EXERCISE DATA.
::::::
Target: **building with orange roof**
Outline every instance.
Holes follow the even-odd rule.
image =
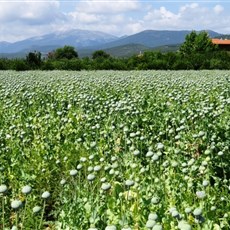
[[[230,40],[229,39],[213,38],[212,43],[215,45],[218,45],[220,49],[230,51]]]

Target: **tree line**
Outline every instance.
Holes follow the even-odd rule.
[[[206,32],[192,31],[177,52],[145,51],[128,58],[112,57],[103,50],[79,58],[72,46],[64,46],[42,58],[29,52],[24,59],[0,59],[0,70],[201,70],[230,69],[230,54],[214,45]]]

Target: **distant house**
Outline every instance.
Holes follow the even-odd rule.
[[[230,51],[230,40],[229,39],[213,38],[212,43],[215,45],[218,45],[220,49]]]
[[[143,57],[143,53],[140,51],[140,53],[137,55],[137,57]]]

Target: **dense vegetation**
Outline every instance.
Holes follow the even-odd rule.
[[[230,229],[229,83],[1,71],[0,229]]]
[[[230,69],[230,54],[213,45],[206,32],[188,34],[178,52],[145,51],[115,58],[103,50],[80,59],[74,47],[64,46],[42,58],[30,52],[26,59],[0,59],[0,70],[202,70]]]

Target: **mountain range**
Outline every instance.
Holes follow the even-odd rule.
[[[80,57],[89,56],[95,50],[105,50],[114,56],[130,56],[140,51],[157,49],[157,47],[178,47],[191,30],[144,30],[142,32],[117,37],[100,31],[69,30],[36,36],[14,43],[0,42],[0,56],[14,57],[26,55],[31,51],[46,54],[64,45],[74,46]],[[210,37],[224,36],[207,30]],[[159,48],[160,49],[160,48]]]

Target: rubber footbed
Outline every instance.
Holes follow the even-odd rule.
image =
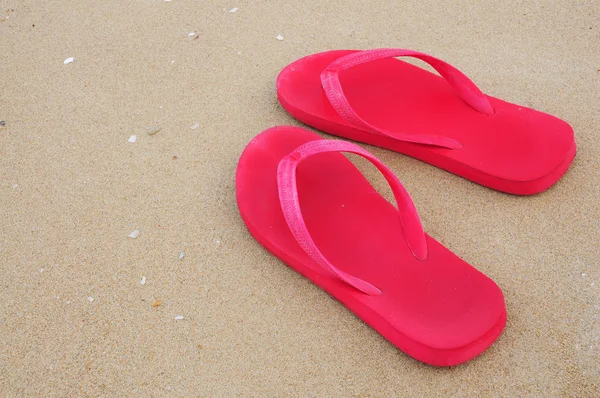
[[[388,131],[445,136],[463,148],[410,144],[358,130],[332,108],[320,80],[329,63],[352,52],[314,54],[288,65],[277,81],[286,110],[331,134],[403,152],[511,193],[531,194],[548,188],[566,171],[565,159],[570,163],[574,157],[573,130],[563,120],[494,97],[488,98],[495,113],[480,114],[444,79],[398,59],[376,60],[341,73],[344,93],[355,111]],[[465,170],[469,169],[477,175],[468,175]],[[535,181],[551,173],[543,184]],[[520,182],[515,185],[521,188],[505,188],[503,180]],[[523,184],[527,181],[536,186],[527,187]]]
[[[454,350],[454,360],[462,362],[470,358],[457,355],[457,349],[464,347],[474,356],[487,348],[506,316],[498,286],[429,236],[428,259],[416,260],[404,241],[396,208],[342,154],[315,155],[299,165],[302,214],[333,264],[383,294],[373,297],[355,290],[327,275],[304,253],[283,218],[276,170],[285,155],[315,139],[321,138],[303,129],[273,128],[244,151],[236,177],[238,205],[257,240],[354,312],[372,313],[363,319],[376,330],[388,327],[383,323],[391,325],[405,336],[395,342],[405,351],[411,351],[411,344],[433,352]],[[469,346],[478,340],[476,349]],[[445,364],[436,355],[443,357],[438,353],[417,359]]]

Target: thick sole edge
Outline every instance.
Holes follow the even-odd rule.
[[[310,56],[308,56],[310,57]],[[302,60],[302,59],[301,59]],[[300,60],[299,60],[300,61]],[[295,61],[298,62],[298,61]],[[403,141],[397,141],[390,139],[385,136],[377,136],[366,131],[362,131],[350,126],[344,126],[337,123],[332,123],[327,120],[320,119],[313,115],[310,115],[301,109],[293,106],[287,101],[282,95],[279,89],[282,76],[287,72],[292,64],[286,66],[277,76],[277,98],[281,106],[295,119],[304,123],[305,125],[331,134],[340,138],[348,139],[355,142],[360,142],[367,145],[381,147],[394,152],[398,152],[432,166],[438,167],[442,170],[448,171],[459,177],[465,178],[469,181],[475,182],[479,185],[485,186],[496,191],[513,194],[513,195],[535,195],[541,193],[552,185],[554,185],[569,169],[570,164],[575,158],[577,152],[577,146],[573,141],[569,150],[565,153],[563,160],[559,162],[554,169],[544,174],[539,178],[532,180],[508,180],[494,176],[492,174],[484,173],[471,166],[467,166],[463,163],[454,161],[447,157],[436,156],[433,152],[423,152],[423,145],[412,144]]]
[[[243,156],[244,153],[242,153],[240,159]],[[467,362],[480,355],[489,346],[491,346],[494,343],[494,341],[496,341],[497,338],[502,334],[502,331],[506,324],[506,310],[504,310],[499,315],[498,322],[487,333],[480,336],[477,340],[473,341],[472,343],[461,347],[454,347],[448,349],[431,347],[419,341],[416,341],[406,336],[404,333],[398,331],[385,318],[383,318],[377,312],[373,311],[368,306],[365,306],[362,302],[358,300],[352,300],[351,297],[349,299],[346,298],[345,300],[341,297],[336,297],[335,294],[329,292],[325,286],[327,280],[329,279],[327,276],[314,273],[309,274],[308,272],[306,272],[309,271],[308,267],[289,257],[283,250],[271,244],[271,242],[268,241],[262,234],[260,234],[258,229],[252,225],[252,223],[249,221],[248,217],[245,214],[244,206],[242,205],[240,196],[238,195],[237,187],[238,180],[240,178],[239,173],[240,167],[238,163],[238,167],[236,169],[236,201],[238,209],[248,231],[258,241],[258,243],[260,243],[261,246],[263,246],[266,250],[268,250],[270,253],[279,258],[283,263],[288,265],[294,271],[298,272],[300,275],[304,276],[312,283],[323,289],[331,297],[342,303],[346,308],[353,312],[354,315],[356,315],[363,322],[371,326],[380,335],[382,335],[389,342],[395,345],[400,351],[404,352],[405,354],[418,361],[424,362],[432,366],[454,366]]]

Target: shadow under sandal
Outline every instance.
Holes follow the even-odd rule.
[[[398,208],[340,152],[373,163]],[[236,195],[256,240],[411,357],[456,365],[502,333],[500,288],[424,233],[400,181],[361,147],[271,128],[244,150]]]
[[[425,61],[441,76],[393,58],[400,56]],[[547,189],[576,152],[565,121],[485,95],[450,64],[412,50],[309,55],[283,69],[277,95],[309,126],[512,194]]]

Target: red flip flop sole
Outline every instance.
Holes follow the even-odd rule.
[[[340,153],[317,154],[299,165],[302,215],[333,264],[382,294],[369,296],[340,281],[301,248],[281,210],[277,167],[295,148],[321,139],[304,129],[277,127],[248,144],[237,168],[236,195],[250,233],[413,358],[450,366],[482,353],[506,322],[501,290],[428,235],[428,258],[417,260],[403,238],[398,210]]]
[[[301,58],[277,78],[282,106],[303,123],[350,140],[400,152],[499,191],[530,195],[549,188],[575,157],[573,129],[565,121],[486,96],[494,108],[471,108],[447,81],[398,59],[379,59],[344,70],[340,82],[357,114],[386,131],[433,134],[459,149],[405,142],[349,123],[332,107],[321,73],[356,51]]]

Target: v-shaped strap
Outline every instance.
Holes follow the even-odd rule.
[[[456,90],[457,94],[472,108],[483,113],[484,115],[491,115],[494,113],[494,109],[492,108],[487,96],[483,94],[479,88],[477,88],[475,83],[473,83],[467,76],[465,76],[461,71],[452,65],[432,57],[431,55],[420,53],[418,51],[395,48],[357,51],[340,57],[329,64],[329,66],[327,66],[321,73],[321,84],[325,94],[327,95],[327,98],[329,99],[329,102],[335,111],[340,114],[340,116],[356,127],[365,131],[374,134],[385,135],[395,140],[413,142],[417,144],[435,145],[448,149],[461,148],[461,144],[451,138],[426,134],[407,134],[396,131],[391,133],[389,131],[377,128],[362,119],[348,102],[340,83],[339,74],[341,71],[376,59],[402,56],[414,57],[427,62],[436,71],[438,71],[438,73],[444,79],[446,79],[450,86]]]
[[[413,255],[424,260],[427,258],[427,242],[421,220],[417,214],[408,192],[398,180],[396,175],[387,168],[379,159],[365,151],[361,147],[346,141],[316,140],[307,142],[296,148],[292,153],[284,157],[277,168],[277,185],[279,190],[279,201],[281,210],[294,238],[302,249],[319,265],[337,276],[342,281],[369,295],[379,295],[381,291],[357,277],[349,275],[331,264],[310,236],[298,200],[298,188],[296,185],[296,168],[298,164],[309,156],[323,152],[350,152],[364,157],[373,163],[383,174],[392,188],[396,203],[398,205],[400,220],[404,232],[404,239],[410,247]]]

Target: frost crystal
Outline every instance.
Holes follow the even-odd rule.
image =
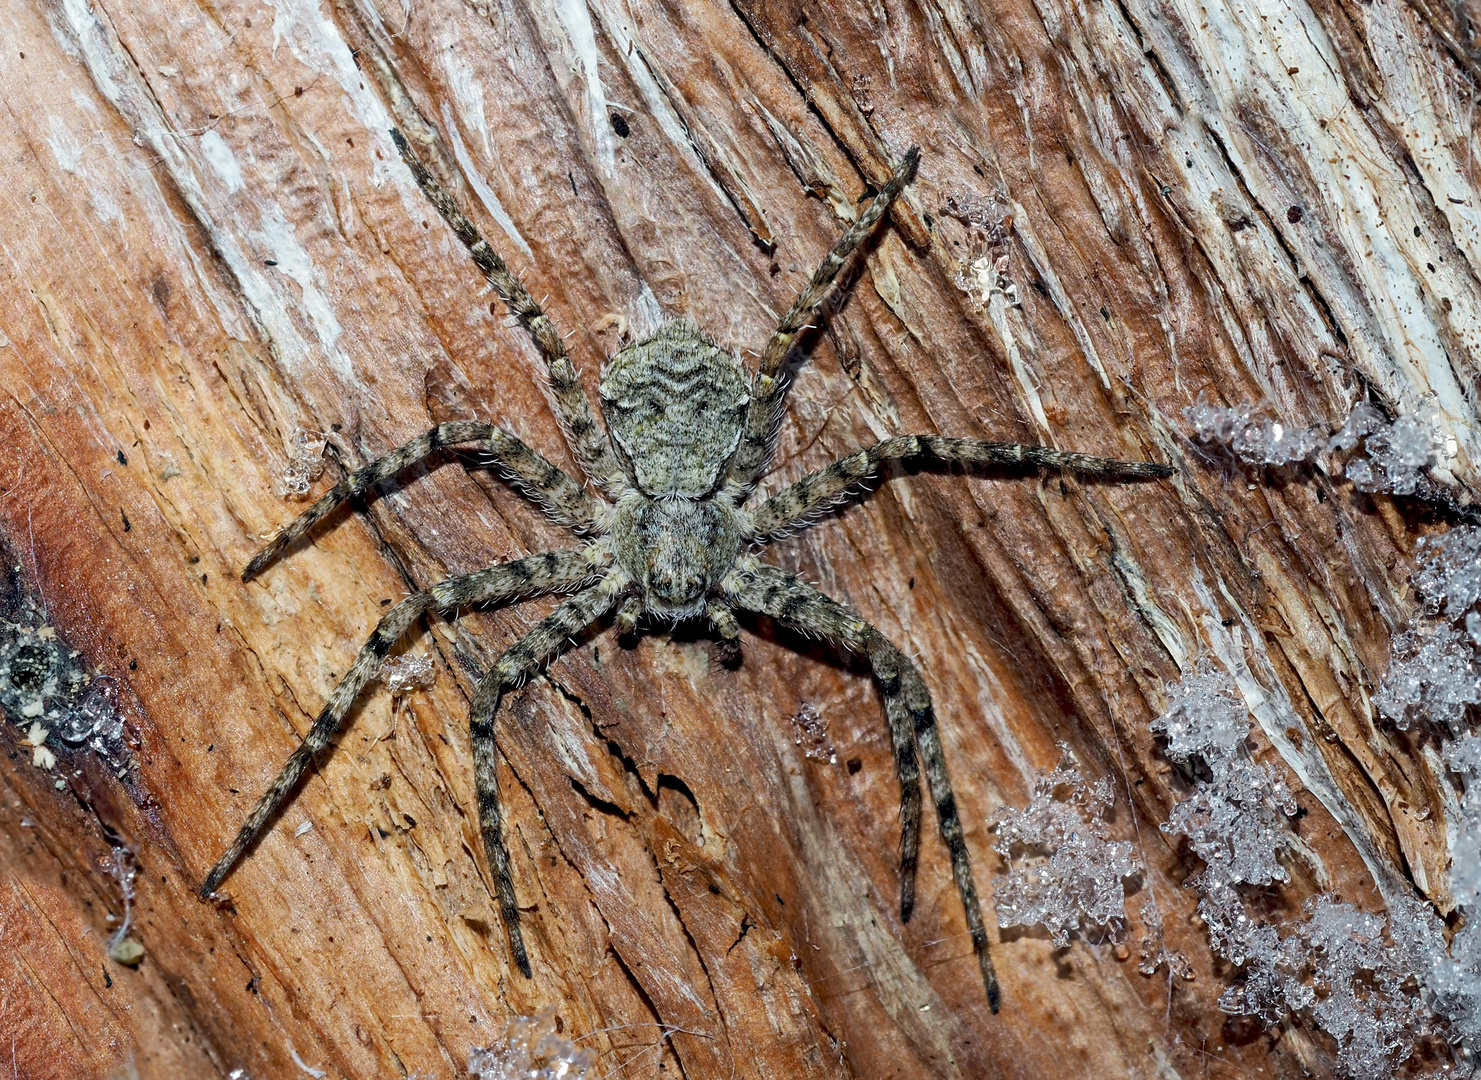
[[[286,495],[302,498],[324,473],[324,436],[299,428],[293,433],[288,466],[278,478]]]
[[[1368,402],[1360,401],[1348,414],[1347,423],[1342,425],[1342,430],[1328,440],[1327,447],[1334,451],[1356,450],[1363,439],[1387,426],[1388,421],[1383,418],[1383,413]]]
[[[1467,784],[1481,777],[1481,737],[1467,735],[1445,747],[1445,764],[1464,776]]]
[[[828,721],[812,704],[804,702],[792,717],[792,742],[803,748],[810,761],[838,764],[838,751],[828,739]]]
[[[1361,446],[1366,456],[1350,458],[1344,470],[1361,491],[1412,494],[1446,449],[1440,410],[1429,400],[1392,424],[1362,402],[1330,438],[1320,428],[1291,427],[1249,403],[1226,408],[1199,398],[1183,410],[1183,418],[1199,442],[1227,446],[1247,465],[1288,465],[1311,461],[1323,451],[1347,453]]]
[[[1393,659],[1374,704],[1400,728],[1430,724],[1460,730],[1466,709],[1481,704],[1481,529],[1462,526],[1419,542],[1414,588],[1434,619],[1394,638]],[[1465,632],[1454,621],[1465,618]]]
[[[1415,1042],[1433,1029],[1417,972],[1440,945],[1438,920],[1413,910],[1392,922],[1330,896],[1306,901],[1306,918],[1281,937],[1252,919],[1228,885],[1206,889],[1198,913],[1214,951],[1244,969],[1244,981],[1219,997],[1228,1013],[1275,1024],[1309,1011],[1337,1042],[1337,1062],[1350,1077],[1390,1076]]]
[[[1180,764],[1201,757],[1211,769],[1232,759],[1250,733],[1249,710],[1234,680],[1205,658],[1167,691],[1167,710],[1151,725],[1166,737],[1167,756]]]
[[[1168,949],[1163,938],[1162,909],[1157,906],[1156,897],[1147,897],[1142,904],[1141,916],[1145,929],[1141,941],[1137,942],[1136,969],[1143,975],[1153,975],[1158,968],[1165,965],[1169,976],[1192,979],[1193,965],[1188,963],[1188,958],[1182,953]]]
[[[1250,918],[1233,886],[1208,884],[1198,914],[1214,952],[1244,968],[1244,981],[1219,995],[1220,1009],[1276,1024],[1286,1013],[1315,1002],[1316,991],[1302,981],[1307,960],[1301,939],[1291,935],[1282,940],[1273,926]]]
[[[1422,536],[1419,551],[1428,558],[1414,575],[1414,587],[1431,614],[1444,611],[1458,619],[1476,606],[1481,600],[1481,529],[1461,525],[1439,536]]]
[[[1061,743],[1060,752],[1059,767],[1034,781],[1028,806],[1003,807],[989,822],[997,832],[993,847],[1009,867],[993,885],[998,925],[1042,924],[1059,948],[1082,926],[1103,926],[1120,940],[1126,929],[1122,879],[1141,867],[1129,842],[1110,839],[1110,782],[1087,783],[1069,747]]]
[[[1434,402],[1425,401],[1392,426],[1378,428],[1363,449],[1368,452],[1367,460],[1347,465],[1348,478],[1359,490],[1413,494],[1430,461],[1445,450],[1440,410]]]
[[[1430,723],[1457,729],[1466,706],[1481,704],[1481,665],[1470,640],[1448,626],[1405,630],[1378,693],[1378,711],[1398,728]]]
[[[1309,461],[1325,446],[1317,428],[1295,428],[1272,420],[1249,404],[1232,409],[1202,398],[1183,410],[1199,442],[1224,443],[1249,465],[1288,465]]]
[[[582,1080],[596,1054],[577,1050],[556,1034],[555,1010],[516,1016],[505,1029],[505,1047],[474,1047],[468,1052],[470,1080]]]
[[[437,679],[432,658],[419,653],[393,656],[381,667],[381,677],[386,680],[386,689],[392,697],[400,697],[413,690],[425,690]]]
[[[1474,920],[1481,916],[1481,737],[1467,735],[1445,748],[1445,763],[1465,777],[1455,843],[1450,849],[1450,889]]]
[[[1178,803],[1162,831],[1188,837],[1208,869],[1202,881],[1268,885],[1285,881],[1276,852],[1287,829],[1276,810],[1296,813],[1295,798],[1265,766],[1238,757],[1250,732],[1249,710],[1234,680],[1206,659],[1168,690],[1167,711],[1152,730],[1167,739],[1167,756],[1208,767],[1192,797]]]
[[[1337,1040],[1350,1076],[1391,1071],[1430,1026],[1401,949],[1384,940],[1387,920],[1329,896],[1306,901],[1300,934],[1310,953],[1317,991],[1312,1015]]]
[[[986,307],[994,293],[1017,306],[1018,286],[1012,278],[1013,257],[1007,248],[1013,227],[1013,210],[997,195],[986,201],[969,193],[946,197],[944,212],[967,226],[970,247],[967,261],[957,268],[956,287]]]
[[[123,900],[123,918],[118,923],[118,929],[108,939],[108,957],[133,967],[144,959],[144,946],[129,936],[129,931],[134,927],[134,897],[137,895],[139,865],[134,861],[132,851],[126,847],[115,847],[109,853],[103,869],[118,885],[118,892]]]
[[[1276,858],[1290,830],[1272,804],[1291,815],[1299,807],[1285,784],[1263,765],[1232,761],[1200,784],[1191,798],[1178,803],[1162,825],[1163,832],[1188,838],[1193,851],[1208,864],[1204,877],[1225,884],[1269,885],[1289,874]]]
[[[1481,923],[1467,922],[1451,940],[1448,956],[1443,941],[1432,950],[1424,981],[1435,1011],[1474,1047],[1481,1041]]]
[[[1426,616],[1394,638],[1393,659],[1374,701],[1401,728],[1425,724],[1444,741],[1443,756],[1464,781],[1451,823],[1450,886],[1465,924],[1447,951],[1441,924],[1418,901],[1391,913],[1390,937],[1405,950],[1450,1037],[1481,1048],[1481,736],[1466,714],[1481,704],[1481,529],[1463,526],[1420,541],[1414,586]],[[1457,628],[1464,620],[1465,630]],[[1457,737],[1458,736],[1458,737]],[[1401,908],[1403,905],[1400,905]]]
::::::
WHAT NEEDS TO BE DONE.
What is needed is a verbatim copy of every line in the records above from the one containing "Target: **distant house**" down to the one containing "Target: **mountain range**", both included, and nothing more.

WRITTEN SOLUTION.
Target: **distant house**
Outline every instance.
Holes follow the even-odd rule.
[[[230,51],[230,40],[229,39],[213,38],[212,43],[215,45],[218,45],[220,49]]]
[[[143,57],[143,53],[140,51],[140,53],[137,55],[137,57]]]

Target: **dense vegetation**
Outline every instance.
Holes follow the even-odd rule.
[[[230,229],[229,83],[1,71],[0,229]]]
[[[230,69],[230,54],[213,45],[206,32],[188,34],[178,52],[145,51],[115,58],[103,50],[80,59],[74,47],[64,46],[42,58],[30,52],[26,59],[0,59],[0,70],[202,70]]]

Target: **mountain range**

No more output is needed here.